Object pointing dataset records:
·····

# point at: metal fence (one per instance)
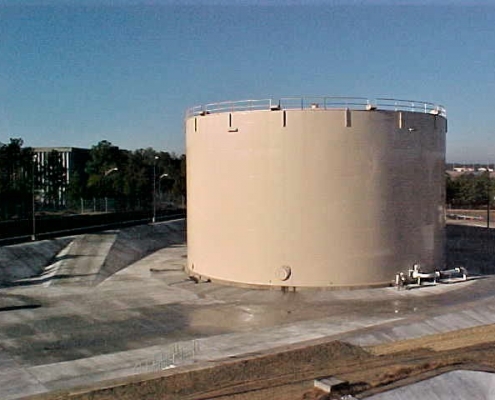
(319, 103)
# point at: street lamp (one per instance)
(108, 172)
(33, 199)
(153, 219)
(489, 195)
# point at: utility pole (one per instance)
(489, 199)
(154, 189)
(33, 198)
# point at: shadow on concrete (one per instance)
(68, 337)
(38, 280)
(472, 248)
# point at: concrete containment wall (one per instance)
(314, 197)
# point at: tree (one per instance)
(16, 178)
(105, 158)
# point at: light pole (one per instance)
(33, 199)
(153, 219)
(489, 199)
(159, 185)
(106, 174)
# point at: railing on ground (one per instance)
(319, 103)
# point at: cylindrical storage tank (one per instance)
(305, 193)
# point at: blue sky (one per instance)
(74, 73)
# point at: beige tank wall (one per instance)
(337, 197)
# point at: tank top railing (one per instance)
(318, 103)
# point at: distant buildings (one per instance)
(71, 159)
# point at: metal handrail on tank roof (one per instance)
(318, 103)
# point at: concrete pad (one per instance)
(473, 385)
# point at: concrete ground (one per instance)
(89, 317)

·····

Reproduce the records above verbatim, covering every one of them, and omit the pictures from your answer.

# point at: metal fence (one per instance)
(319, 103)
# point at: street lamp (one per instance)
(108, 172)
(33, 199)
(153, 219)
(489, 195)
# point at: utility pole (one per instance)
(489, 199)
(154, 189)
(33, 198)
# point at: shadow on concrete (one per instance)
(68, 337)
(38, 280)
(472, 248)
# point at: concrete containment wall (one per instance)
(314, 197)
# point at: tree (one per instance)
(16, 178)
(105, 158)
# point at: light pole (one per instance)
(33, 199)
(153, 219)
(489, 199)
(159, 185)
(106, 174)
# point at: railing on ground (one per instance)
(319, 103)
# point at: cylindrical storage tank (one per instance)
(305, 193)
# point at: blue sky (one per instance)
(74, 73)
# point at: beige tank wall (one per instance)
(337, 197)
# point at: tank top railing (one per instance)
(318, 103)
# point at: distant buildings (one per instance)
(71, 159)
# point at: metal handrail on tank roof (one per instance)
(318, 103)
# point at: concrete pad (one per instance)
(473, 385)
# point at: concrete ground (one per instance)
(89, 317)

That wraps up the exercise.